EXPLORE THE MATERIAL
(a) Which answer choices does the NR 222 quiz excerpt offer for Q1? List every one.
(b) Answer these from the NR 222 quiz excerpt:
(i) What has the patient in Q1 recently been diagnosed with?
(ii) Which model does Q1 ask the question according to?
(iii) What examples of external triggers does the rationale give for cues to action?
(c) Carry the NR 222 quiz excerpt forward from its last line.

PROVIDED PASSAGE
ACTUAL EXAM 2026/2027 | Chamberlain
NR 222 Quiz 3 | Verified Q&A | Pass
Guaranteed - A+ Graded
Section 1: Health & Wellness Models (Q1–Q10)
Q1. A nurse is assessing a patient who has recently been diagnosed with type 2 diabetes. The patient
states, "I don't see any reason to check my blood sugar because I feel fine." According to the Health
Belief Model, this patient lacks which component?
A. Perceived susceptibility
B. Perceived benefits of action [CORRECT]
C. Cues to action
D. Perceived severity
Rationale:
Correct — The patient explicitly states they see no reason (benefit) to monitoring, indicating a lack of
perceived benefits of action.
Distractor A: Perceived susceptibility refers to feeling at risk; the patient acknowledges the diagnosis but
not the value of action.
Distractor C: Cues to action are external triggers (e.g., provider advice, media); the barrier here is
internal valuation.

DATASET EXTRACT
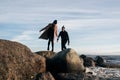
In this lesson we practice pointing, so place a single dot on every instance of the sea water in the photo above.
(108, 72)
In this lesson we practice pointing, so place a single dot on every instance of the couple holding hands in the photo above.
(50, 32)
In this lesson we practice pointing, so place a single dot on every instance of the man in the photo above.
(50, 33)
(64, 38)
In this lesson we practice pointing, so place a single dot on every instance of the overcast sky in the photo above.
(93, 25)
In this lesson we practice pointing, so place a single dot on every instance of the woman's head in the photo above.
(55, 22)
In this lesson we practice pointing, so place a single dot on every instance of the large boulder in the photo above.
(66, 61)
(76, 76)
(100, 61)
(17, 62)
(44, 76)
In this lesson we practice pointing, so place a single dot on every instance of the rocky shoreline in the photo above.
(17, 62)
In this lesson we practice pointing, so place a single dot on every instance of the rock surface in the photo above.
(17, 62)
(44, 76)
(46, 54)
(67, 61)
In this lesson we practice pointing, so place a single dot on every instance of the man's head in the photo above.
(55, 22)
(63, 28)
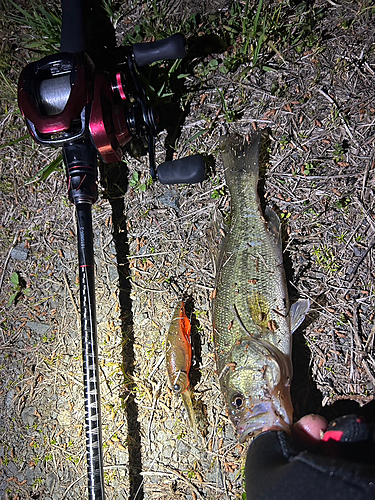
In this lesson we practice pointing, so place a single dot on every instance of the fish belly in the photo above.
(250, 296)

* * *

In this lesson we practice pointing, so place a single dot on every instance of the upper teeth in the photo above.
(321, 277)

==

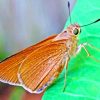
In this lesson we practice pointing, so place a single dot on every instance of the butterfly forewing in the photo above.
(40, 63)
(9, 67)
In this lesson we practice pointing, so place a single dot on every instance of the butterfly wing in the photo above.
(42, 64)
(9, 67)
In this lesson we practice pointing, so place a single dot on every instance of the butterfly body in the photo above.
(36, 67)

PER-TASK ANSWERS
(a)
A. Perceived susceptibility
B. Perceived benefits of action
C. Cues to action
D. Perceived severity

(b)
(i) Type 2 diabetes.
(ii) The Health Belief Model.
(iii) Provider advice and media.

(c)
Distractor D: Perceived severity involves believing the condition is serious; the patient may believe it is
serious but still sees no benefit in monitoring.
Exam tip: Listen for the patient's stated "reason" or "point" — that signals perceived benefits, not
susceptibility.
Q2. A nursing student is creating a care plan for a homeless veteran with PTSD, malnutrition, and
chronic pain. Using Maslow's Hierarchy of Needs as applied to nursing priority setting, which need
should the nurse address first?
,A. Encourage attendance at a PTSD support group to improve self-esteem
B. Facilitate connection with a spiritual counselor for meaning and purpose
C. Arrange for a safe shelter and warm meals tonight [CORRECT]
D. Discuss long-term career goals to achieve self-actualization
Rationale:
Correct — Physiological needs (shelter, food, warmth) and safety are foundational; Maslow's hierarchy
prioritizes lower-level needs before higher-level ones.
Distractor A: Self-esteem needs are important but cannot be prioritized when basic physiological and
safety needs are unmet.
Distractor B: Spiritual needs and self-transcendence are higher-level and addressed after stability is
achieved.
Distractor D: Self-actualization is the highest level and inappropriate when survival needs are
threatened.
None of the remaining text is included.